(THE PROBLEM):
Convert every line of the material below into a Markdown table with two columns, "Row" for the row number and "Content" for the line itself, omitting blank lines and leaving out the pictures.
^^^^^^^^^^^^^^^^
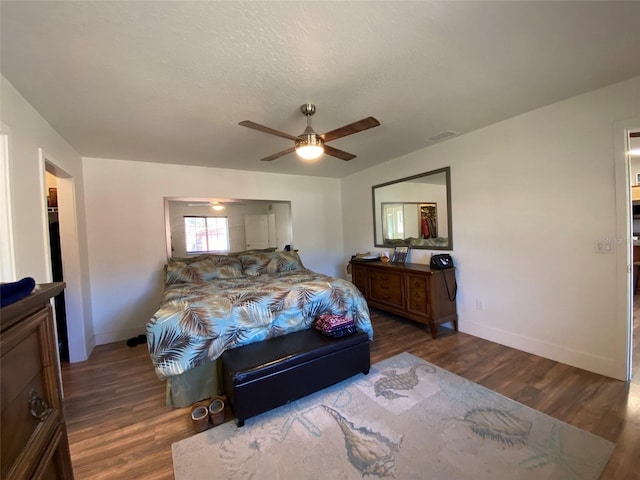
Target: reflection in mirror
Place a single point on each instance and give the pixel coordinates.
(199, 225)
(414, 211)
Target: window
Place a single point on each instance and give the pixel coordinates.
(206, 234)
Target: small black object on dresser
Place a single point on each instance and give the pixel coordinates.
(264, 375)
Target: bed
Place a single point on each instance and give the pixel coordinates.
(215, 302)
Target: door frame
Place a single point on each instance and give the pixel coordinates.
^^^^^^^^^^^^^^^^
(RESPONSE TO THE EXERCISE):
| Row | Content |
|---|---|
| 1 | Target: reflection in mirror |
| 2 | Place a single point on each instance and give the pixel coordinates. |
| 3 | (199, 225) |
| 4 | (414, 211) |
| 5 | Target: window |
| 6 | Place a single point on each instance and give the pixel coordinates. |
| 7 | (206, 234) |
| 8 | Target: small black object on dresser |
| 9 | Place a single point on each instance and give the pixel coordinates. |
| 10 | (264, 375) |
| 11 | Target: bed |
| 12 | Place a single point on each instance and give the pixel coordinates. |
| 13 | (215, 302) |
| 14 | Target: door frame |
| 15 | Place a single point on each instance and give the pixel coordinates. |